**Data supplied**.

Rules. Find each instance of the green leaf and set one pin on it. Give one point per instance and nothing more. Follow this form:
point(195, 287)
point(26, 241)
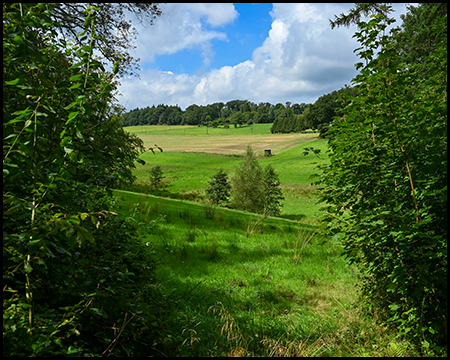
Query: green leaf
point(76, 77)
point(12, 82)
point(116, 67)
point(75, 86)
point(73, 115)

**What to produce**.
Print every item above verbatim, leaving out the pictures.

**Expected answer**.
Rules. Find each instance of the green leaf and set one pin on it. Give one point per instance and nothing more. Follow this form:
point(195, 287)
point(26, 241)
Query: green leaf
point(76, 77)
point(12, 82)
point(116, 67)
point(75, 86)
point(73, 115)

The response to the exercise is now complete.